**Task instructions:**
Here are some records; quote them exactly, leaving out the pictures.

**Material supplied:**
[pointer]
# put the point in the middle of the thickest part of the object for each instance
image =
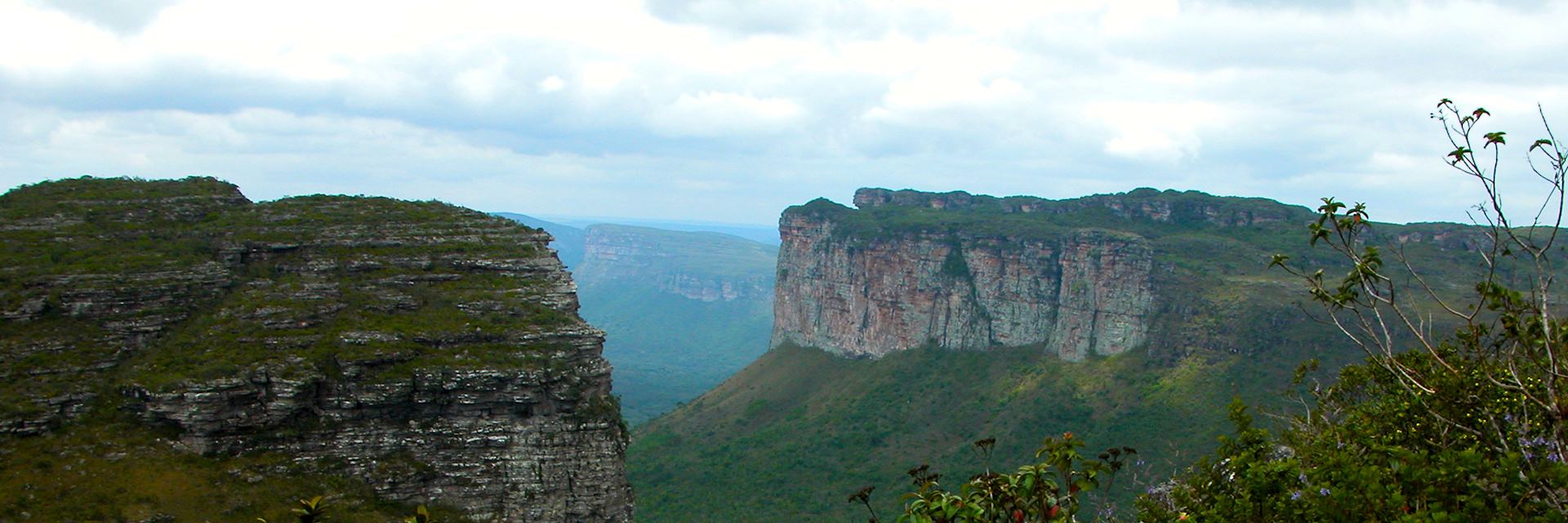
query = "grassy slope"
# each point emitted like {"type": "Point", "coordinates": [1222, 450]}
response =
{"type": "Point", "coordinates": [668, 349]}
{"type": "Point", "coordinates": [789, 437]}
{"type": "Point", "coordinates": [109, 467]}
{"type": "Point", "coordinates": [794, 434]}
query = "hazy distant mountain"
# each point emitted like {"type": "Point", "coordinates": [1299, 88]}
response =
{"type": "Point", "coordinates": [756, 233]}
{"type": "Point", "coordinates": [913, 324]}
{"type": "Point", "coordinates": [681, 310]}
{"type": "Point", "coordinates": [568, 241]}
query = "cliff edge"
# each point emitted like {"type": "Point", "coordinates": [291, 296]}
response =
{"type": "Point", "coordinates": [431, 351]}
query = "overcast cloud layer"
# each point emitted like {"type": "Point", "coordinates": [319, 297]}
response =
{"type": "Point", "coordinates": [733, 110]}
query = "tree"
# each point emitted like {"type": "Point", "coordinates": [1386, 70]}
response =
{"type": "Point", "coordinates": [1432, 427]}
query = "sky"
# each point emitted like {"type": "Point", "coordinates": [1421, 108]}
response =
{"type": "Point", "coordinates": [715, 110]}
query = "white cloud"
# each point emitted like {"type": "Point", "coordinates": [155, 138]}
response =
{"type": "Point", "coordinates": [1261, 98]}
{"type": "Point", "coordinates": [550, 83]}
{"type": "Point", "coordinates": [710, 114]}
{"type": "Point", "coordinates": [1155, 131]}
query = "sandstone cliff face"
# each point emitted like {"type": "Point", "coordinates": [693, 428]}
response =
{"type": "Point", "coordinates": [431, 351]}
{"type": "Point", "coordinates": [1080, 293]}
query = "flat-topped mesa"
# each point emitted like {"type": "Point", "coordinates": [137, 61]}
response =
{"type": "Point", "coordinates": [963, 272]}
{"type": "Point", "coordinates": [431, 351]}
{"type": "Point", "coordinates": [1169, 206]}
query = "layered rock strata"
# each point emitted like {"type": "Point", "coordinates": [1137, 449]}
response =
{"type": "Point", "coordinates": [431, 351]}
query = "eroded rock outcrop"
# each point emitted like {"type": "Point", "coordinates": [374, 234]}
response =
{"type": "Point", "coordinates": [875, 291]}
{"type": "Point", "coordinates": [430, 351]}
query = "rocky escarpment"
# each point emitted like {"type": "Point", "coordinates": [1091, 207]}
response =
{"type": "Point", "coordinates": [697, 266]}
{"type": "Point", "coordinates": [431, 351]}
{"type": "Point", "coordinates": [1138, 204]}
{"type": "Point", "coordinates": [1080, 291]}
{"type": "Point", "coordinates": [1080, 277]}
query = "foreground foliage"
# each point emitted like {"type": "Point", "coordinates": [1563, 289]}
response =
{"type": "Point", "coordinates": [1462, 427]}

**Reply:**
[pointer]
# put the point in the middle of the thickest part of the object for each instance
image =
query = "grassy slope"
# each point emitted like {"type": "Point", "coordinates": [1222, 450]}
response =
{"type": "Point", "coordinates": [668, 349]}
{"type": "Point", "coordinates": [789, 437]}
{"type": "Point", "coordinates": [109, 467]}
{"type": "Point", "coordinates": [794, 434]}
query = "hazy distant mountain"
# each point emitted like {"type": "Point", "coordinates": [1299, 88]}
response =
{"type": "Point", "coordinates": [756, 233]}
{"type": "Point", "coordinates": [913, 324]}
{"type": "Point", "coordinates": [681, 310]}
{"type": "Point", "coordinates": [568, 241]}
query = "cliff edge"
# each point emitted like {"type": "Point", "coordinates": [291, 296]}
response =
{"type": "Point", "coordinates": [431, 351]}
query = "overcast cloud layer"
# each point emitted like {"type": "Point", "coordinates": [319, 297]}
response =
{"type": "Point", "coordinates": [733, 110]}
query = "tree"
# each point emitted like {"type": "Point", "coordinates": [1386, 70]}
response =
{"type": "Point", "coordinates": [1432, 427]}
query = "sky"
# each point emitted like {"type": "Point", "coordinates": [1421, 108]}
response =
{"type": "Point", "coordinates": [715, 110]}
query = "white cloud"
# each point emitted like {"type": "Point", "coordinates": [155, 138]}
response =
{"type": "Point", "coordinates": [1261, 98]}
{"type": "Point", "coordinates": [550, 83]}
{"type": "Point", "coordinates": [710, 114]}
{"type": "Point", "coordinates": [1155, 131]}
query = "sandstone cliff face"
# each point emitted like {"type": "Point", "coordinates": [693, 428]}
response =
{"type": "Point", "coordinates": [431, 351]}
{"type": "Point", "coordinates": [1080, 293]}
query = "flat-topped mesa"
# each point emitted like {"type": "Point", "coordinates": [137, 61]}
response =
{"type": "Point", "coordinates": [963, 272]}
{"type": "Point", "coordinates": [431, 351]}
{"type": "Point", "coordinates": [1169, 206]}
query = "layered rock strata"
# each point emitted like {"type": "Point", "coordinates": [1137, 449]}
response =
{"type": "Point", "coordinates": [431, 351]}
query = "eroded rock outcrop"
# each point emitted like {"type": "Point", "coordinates": [374, 234]}
response =
{"type": "Point", "coordinates": [875, 291]}
{"type": "Point", "coordinates": [430, 351]}
query = "rocky escarpment"
# each point emitted like {"type": "Point", "coordinates": [1091, 207]}
response =
{"type": "Point", "coordinates": [697, 266]}
{"type": "Point", "coordinates": [431, 351]}
{"type": "Point", "coordinates": [1138, 204]}
{"type": "Point", "coordinates": [1080, 291]}
{"type": "Point", "coordinates": [1080, 277]}
query = "foreground foliage"
# each point emitted like {"type": "Point", "coordinates": [1563, 289]}
response =
{"type": "Point", "coordinates": [1462, 427]}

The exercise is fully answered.